Task brief |
Rewrite the data below with "Object" substituted for each "Target", keeping everything else unchanged.

::: Dataset records

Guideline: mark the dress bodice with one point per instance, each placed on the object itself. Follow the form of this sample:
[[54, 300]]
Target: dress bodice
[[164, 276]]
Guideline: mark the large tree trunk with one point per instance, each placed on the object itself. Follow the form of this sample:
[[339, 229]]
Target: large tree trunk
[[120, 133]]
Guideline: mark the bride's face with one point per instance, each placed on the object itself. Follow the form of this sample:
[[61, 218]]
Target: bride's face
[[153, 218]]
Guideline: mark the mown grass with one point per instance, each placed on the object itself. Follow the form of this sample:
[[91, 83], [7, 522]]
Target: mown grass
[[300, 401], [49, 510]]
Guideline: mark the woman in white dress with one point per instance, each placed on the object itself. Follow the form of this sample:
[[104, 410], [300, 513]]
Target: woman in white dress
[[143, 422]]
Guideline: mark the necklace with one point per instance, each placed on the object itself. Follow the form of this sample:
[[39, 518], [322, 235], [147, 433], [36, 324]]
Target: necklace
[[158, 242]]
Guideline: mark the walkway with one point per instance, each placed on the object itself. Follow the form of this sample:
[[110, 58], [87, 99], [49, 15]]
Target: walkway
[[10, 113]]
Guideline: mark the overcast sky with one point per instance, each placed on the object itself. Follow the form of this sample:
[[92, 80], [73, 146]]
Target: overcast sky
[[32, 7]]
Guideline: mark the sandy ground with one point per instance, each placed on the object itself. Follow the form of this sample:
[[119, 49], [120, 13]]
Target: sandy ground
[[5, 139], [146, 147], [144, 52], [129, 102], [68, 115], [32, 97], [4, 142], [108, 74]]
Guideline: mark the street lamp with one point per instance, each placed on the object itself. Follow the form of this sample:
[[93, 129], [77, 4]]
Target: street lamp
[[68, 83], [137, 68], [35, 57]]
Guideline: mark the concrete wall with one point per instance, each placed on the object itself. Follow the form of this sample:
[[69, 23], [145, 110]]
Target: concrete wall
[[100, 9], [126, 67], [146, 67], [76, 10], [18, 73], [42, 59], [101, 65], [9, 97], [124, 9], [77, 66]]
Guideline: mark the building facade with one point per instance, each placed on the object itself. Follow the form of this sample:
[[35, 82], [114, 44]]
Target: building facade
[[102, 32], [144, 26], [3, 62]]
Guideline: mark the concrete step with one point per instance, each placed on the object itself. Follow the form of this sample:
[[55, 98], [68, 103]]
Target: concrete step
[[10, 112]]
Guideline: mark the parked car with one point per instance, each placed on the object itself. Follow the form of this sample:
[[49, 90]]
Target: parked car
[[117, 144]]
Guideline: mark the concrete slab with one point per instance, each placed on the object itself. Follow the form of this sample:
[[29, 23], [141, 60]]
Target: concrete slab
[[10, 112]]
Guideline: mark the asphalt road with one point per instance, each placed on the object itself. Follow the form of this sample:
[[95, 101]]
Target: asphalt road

::::::

Output below |
Guideline: mark the dress bodice with one point per instance, each placed on the object itself. Follow the form of this sample:
[[54, 300]]
Object: dress bodice
[[164, 276]]
Guideline: mark the large tree trunk with one point per instance, each placed on the object itself. Follow the form of this sample:
[[339, 229]]
Object: large tree trunk
[[120, 133]]
Guideline: mark the bride's face with one point per instance, each placed on the object itself. Follow the form of this sample:
[[61, 218]]
Object: bride's face
[[153, 218]]
Guideline: mark the mown grass with one point per instance, each placed on the object itself. Follow the form of this sample:
[[91, 83], [7, 522]]
Object: mown grass
[[300, 401], [49, 510]]
Guideline: mark the woman in white dress with one point per instance, each placed on the object itself. Follow the form of this sample:
[[104, 410], [300, 513]]
Object: woman in white dress
[[143, 422]]
Guideline: mark the necklace with one point per instance, each placed on the object itself. Follow the form of this sample:
[[39, 518], [322, 235], [147, 433], [36, 324]]
Object: necklace
[[158, 242]]
Guideline: mark the walkway with one point per instance, each placed on the object itself. Follow the form of this sample:
[[110, 58], [87, 99], [49, 15]]
Object: walkway
[[10, 113]]
Guideline: mark the overcast sky with one point per instance, each placed on the object itself. Follow the form of this sample:
[[92, 80], [73, 146]]
Object: overcast sky
[[32, 7]]
Guideline: mark the sandy ground with one point per instance, each placed on the object itself. Follow the form of this sample:
[[119, 49], [120, 13]]
Object: sandy ground
[[5, 139], [146, 147], [144, 52], [129, 102], [68, 115], [32, 97], [4, 142], [108, 74]]
Guideline: mark the street lamp with one point per instance, each placed on the object itself. Follow the form of this sample:
[[93, 129], [77, 4]]
Object: street lamp
[[68, 83], [137, 68], [35, 57]]
Guideline: mark the concrete wall with one point per instance, each placed on the object itself. Follow the form of this sample:
[[69, 23], [145, 110]]
Object: concrete wall
[[100, 9], [126, 67], [146, 67], [76, 10], [18, 73], [42, 59], [101, 65], [9, 97], [124, 9], [77, 66]]
Guideline: mark the building facade with one point per instance, each placed on the object itself. Follow the form of this sample:
[[35, 82], [114, 44]]
Object: building facade
[[102, 32], [144, 26], [3, 62]]
Guideline: mark the concrete step with one point per instance, each placed on the object itself. Follow the form of this sample:
[[55, 98], [68, 103]]
Object: concrete step
[[10, 112]]
Guideline: mark the parked car with one point per instance, each placed on the object itself. Follow the form of this sample:
[[49, 90]]
Object: parked car
[[117, 144]]
Guideline: mark the concrete slab with one point per instance, each placed on the object itself. Follow the form of this sample:
[[29, 23], [141, 60]]
Object: concrete slab
[[10, 112]]
Guideline: mark the asphalt road with one point per instance, each placed on the object itself. Follow the form of this sample:
[[95, 101]]
Object: asphalt road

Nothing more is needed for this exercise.